--- Supplied data Enclosed Below ---
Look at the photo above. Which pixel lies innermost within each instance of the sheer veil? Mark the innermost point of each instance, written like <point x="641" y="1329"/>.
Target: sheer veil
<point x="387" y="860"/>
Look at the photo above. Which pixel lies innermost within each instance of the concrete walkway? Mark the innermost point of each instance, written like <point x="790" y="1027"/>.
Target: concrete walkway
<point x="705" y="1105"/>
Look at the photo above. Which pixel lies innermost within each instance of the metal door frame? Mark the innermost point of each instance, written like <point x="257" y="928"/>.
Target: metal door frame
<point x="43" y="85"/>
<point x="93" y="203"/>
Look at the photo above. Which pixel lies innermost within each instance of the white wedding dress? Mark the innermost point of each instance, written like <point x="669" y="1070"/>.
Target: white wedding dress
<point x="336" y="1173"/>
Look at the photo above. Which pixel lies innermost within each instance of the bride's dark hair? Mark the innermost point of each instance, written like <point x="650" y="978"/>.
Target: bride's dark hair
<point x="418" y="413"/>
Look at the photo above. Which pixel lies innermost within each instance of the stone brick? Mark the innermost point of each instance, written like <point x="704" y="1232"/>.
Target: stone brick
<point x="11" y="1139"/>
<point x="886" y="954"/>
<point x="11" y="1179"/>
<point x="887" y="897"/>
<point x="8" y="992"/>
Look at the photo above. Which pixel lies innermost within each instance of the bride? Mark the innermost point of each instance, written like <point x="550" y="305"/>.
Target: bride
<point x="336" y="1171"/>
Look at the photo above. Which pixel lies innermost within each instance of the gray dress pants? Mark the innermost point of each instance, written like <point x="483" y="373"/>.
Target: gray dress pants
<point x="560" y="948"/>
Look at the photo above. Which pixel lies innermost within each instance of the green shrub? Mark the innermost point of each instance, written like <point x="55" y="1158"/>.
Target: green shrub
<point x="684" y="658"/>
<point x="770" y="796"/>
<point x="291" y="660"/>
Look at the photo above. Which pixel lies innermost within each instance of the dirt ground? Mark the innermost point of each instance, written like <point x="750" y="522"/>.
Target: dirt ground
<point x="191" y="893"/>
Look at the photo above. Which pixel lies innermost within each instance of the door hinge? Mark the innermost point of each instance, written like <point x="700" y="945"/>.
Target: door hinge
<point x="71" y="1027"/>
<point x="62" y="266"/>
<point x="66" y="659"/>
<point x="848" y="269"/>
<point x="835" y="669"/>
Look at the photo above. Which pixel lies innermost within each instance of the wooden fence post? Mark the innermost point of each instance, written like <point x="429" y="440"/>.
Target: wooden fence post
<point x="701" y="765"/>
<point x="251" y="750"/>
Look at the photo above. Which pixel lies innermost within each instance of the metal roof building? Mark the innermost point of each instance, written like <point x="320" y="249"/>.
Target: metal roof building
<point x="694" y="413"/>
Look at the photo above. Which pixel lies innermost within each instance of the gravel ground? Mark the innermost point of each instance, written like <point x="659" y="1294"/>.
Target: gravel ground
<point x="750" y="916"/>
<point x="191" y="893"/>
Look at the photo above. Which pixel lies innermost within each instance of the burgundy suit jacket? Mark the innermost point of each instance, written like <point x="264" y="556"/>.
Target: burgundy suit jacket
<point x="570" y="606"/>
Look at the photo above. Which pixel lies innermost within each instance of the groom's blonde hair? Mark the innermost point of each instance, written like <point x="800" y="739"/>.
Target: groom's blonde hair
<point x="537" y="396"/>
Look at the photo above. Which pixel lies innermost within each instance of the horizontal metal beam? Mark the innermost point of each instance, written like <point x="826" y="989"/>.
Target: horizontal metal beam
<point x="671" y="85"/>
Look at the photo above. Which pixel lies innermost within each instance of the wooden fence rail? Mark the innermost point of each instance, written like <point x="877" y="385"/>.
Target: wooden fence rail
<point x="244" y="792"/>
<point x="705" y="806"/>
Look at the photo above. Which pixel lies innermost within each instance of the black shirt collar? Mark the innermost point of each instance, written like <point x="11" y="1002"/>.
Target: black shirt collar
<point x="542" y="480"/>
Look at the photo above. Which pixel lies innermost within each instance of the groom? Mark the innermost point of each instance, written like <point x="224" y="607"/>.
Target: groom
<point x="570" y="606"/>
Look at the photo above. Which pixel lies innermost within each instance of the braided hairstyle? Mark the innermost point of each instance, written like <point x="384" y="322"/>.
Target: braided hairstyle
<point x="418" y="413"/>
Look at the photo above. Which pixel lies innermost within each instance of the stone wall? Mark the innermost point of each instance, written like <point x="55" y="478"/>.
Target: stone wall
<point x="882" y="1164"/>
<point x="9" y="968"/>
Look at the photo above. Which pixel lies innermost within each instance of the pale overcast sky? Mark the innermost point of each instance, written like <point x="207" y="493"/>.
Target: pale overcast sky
--- End of Enclosed Supplied data ---
* [Task directions]
Set down every record once more, exactly as written.

* [Completed exercise]
Look at the photo above. Which pixel lies innermost within each instance of the sheer veil? Mark the innermost point of each instance, written like <point x="641" y="1329"/>.
Target: sheer veil
<point x="387" y="860"/>
Look at the photo above. Which pixel lies innermost within each instance of the concrete walkway? Mark the innermost point of each instance, written like <point x="790" y="1027"/>.
Target: concrete walkway
<point x="705" y="1105"/>
Look at the photo above. Which pixel lies innermost within each instance of the metal door frame? Mark the innermost point of each instance, written like <point x="257" y="928"/>.
Target: metal door frame
<point x="43" y="85"/>
<point x="93" y="203"/>
Look at the photo above. Which pixel lies innermost within each instance of the white wedding dress? Mark the innermost point of each instance, written like <point x="669" y="1070"/>.
Target: white wedding dress
<point x="336" y="1173"/>
Look at the photo above. Which pixel lies innermost within each instance of the bride's dark hair? Mark the innermost point of each instance, written like <point x="650" y="978"/>.
Target: bride's dark hair
<point x="418" y="413"/>
Look at the photo above. Which pixel lies innermost within each instance of the stone brick? Mark the innermost point of each instance, written like <point x="704" y="1232"/>.
Target: stone brick
<point x="11" y="1139"/>
<point x="886" y="954"/>
<point x="11" y="1179"/>
<point x="887" y="897"/>
<point x="8" y="992"/>
Look at the photo above. Which pixel lies innermost within each instance of the bride? Mark the innermost point of each instance, written like <point x="550" y="305"/>.
Target: bride
<point x="336" y="1171"/>
Look at the photo above. Which pixel lies innermost within each instance of the gray dress pants? Mark the innermost point of each instance, written like <point x="483" y="373"/>.
Target: gray dress pants
<point x="560" y="948"/>
Look at the photo above. Which pixel lies innermost within each instance of the green shrub? Mark the innermost point of each instance, written like <point x="55" y="1158"/>.
Target: green shrub
<point x="684" y="658"/>
<point x="770" y="796"/>
<point x="291" y="660"/>
Look at the photo above. Which pixel lies innermost within each instance of the dirt ground? Mark the innermost point of each instance, written like <point x="750" y="522"/>.
Target: dirt ground
<point x="191" y="893"/>
Look at the photo above. Which pixel lies innermost within each instance of the door hinge? Mark the innermost point of each instance, written like <point x="700" y="945"/>.
Target: door hinge
<point x="71" y="1027"/>
<point x="62" y="266"/>
<point x="66" y="659"/>
<point x="848" y="269"/>
<point x="835" y="669"/>
Look at the photo above. Which pixel lies innermost within each instance of the wooden fence post? Mark the innermost point of each instance, written like <point x="429" y="440"/>.
Target: wooden fence post
<point x="701" y="765"/>
<point x="251" y="750"/>
Look at the photo above. Which pixel lies innermost within each instance of the metal roof building? Mark the innermost point of each instance, written like <point x="320" y="249"/>.
Target: metal roof building
<point x="694" y="413"/>
Look at the photo above. Which pixel lies innermost within each instance of the gravel ground? Mark the innermost point of each instance, written like <point x="659" y="1294"/>.
Target: gravel ground
<point x="750" y="916"/>
<point x="191" y="893"/>
Look at the photo above. Which pixel lies innermost within each instance of the burgundy suit jacket? Mark the innermost point of each instance, written like <point x="264" y="556"/>.
Target: burgundy suit jacket
<point x="570" y="606"/>
Look at the photo above. Which pixel lies innermost within each instance of the groom's blonde hair? Mark the innermost point of each instance, written like <point x="800" y="739"/>.
Target: groom's blonde hair
<point x="537" y="396"/>
Look at the photo above. Which pixel lies innermost within each instance of the horizontal metal beam? Mark the innermost point of each instance, written like <point x="826" y="989"/>.
Target: horizontal metal beam
<point x="671" y="85"/>
Look at the photo above. Which pixel lies innermost within each instance of the wooden fence rail? Mark the innermost point of each instance, written like <point x="877" y="385"/>.
Target: wooden fence rail
<point x="244" y="792"/>
<point x="705" y="806"/>
Look at the photo above. Which pixel lies innermost within each instance of the black shirt collar? Mark the innermost point of each instance, written like <point x="11" y="1002"/>.
Target: black shirt collar
<point x="542" y="480"/>
Look at the photo above. Which pixel lies innermost within each instance of the groom? Mark the innermost point of each instance, written like <point x="224" y="607"/>.
Target: groom
<point x="570" y="606"/>
Look at the photo above. Which pixel lies innermost within each instance of the braided hairstyle? Mark the innermost point of each instance, written like <point x="384" y="322"/>.
Target: braided hairstyle
<point x="418" y="413"/>
Look at the photo above. Which pixel lies innermost within each instance of the stone wall? Mark the innermost point of each instance, written like <point x="55" y="478"/>.
Target: stone wall
<point x="882" y="1164"/>
<point x="9" y="968"/>
Look at the photo above. Which pixel lies innermost within each instance of the pale overcast sky? Mark the innermost point of each instance, written like <point x="207" y="493"/>.
Target: pale overcast sky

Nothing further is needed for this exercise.